◆ Exercise goal: Set out the material below as a two-column CSV with the header row text,answer, giving one row to each "Two rules." passage and the points that follow it, across all of the material. Put each value inside double quotes as a single field, and turn any line breaks into spaces.

======== Stored records ========

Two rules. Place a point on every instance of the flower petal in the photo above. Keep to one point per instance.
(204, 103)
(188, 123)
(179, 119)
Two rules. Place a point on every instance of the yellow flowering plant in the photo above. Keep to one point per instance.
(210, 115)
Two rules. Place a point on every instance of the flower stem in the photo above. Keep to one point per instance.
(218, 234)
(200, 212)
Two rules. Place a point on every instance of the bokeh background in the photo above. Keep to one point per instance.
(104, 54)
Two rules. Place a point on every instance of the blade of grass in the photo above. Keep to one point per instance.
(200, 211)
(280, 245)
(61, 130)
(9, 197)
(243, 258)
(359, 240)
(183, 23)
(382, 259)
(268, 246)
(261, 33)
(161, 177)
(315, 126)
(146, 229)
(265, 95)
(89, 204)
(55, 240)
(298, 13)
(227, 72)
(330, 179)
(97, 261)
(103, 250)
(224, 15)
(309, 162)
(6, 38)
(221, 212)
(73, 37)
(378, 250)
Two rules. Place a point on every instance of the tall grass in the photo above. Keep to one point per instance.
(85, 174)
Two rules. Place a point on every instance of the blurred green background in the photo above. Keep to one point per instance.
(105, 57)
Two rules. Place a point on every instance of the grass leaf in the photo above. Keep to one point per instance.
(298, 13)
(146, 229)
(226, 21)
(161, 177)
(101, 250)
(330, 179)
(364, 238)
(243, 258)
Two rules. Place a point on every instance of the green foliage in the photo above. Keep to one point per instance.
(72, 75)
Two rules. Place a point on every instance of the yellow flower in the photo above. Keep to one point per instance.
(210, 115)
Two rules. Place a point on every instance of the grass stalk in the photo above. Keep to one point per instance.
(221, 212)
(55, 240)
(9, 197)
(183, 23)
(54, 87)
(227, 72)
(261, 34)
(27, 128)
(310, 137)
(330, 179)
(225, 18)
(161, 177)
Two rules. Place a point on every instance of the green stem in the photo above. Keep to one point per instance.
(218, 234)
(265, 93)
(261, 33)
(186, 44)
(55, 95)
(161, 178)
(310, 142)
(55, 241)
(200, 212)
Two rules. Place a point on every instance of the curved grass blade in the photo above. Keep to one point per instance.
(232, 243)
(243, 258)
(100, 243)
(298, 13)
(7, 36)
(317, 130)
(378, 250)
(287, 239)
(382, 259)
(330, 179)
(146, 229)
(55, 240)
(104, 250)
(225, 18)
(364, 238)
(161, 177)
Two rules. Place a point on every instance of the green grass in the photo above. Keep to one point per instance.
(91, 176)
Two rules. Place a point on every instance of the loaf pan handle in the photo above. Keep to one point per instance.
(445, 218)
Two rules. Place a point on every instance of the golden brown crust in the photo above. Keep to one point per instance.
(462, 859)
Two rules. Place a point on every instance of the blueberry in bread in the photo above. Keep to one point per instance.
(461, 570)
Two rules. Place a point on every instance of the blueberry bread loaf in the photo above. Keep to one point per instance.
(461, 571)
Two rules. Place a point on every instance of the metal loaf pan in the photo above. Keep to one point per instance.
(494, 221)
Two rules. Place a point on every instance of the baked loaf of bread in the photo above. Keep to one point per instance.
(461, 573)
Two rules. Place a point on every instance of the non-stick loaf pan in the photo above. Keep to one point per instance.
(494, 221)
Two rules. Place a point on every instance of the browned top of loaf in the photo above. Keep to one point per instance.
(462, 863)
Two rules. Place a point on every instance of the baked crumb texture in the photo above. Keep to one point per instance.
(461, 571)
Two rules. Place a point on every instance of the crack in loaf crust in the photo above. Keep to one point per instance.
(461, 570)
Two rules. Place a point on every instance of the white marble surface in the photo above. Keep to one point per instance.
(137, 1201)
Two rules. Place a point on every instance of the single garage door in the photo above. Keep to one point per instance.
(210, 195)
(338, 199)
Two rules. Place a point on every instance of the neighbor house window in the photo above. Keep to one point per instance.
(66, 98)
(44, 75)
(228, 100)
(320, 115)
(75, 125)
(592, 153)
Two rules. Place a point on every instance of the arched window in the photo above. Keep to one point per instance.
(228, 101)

========

◆ In response:
text,answer
"Two rules. Place a point on every instance of the flower petal in the photo above. Keep to one point per instance.","(204, 103) (188, 123) (179, 119)"
"Two rules. Place a point on every instance of the yellow flowering plant in the photo above. Keep to one point per instance.","(210, 115)"
"Two rules. Place a point on every instance of the flower stem in the photo above. Keep to one point per instance.","(218, 234) (200, 212)"
"Two rules. Place a point on every instance of the bokeh background in the photo above. Keep to one point per instance.","(104, 54)"
"Two rules. Place a point on every instance of the blade of grass in the photo above. Keep to one point per instance.","(200, 211) (280, 245) (61, 130) (9, 197) (243, 258) (359, 240) (183, 23) (382, 259) (268, 246) (261, 33) (161, 177) (315, 126) (146, 229) (265, 95) (89, 204) (55, 240) (298, 13) (227, 72) (330, 179) (97, 261) (103, 250) (224, 15) (309, 162) (6, 38) (221, 212) (73, 37) (378, 250)"
"Two rules. Place a point on every instance of the tall grass in the photo above. Keep to one point per instance.","(85, 174)"
"Two rules. Place a point on every instance of the blurred green background in the photo above. Keep to one point per instance.","(105, 57)"
"Two rules. Place a point on every instance of the grass leaf in the photo above. Keep to one point per instance.","(298, 13) (146, 229) (226, 21) (161, 177) (101, 250) (330, 179) (364, 238) (243, 258)"
"Two rules. Place a point on every instance of the green foliage in the photo above. Keep to one point per instance.","(72, 75)"
"Two rules. Place a point on every instance of the yellow flower in the photo above. Keep to one point per instance.","(210, 115)"
"Two rules. Place a point on every instance of the grass stalk in the photo above. Keep to one point per instance.","(221, 212) (55, 240) (9, 197) (183, 23) (54, 87) (227, 72) (261, 34) (27, 128) (310, 137) (330, 179) (225, 18) (161, 177)"
"Two rules. Place a point on every instance of the green stem in the photo above. Keep to one point per instance.","(218, 234) (265, 93) (261, 33) (186, 44) (55, 95) (161, 178) (310, 142) (55, 241) (200, 212)"
"Two rules. Place a point on every instance of the curved grass blade in the photo above. Keep to one point per instance.","(232, 243) (243, 258) (100, 243) (298, 13) (7, 36) (317, 130) (378, 250) (287, 239) (382, 259) (330, 179) (146, 229) (55, 240) (104, 250) (225, 18) (364, 238) (161, 177)"
"Two rules. Place a point on every instance of the green grass in the photo above. Keep to one point per instance.","(91, 176)"
"Two rules. Place a point on every instance of the loaf pan handle in the photo above. Keep to one point per instance.","(445, 218)"
"Two rules. Place a point on every instance of the golden brown crust in the photo above. Keep to one point per instance.","(462, 859)"
"Two rules. Place a point on every instance of the blueberry in bread in the photo above. Keep to one point per instance.","(461, 570)"
"Two rules. Place a point on every instance of the blueberry bread loaf in the photo above. Keep to one point per instance.","(461, 571)"
"Two rules. Place a point on every instance of the metal loaf pan in the photo above. Keep to one point per instance.","(494, 221)"
"Two rules. Place a point on every instance of the baked loaf of bread in the photo above. Keep to one point per instance.","(461, 573)"
"Two rules. Place a point on every instance of the non-stick loaf pan in the photo above. Keep to one point per instance.","(494, 221)"
"Two rules. Place a point on every instance of the browned top of loaf in the photo above. Keep to one point per instance.","(462, 863)"
"Two rules. Place a point on every instance of the baked crumb texture in the photo above. Keep to one point per instance.","(461, 571)"
"Two rules. Place a point on every instance of the crack in loaf crust in the photo above. Keep to one point per instance.","(461, 570)"
"Two rules. Place a point on every instance of the white marble surface in the photo above. Keep to one point per instance.","(137, 1201)"
"Two rules. Place a point on every instance of the single garage door in the photo above. Keep to one point per instance.","(210, 195) (338, 199)"
"Two rules. Place a point on every instance of the neighbor house window in the photo above. Keep to one point per instance.","(66, 98) (44, 75) (228, 100) (320, 115) (75, 125) (592, 153)"
"Two rules. Place a point on every instance of the arched window in the photo above. Keep to one point per instance.","(228, 101)"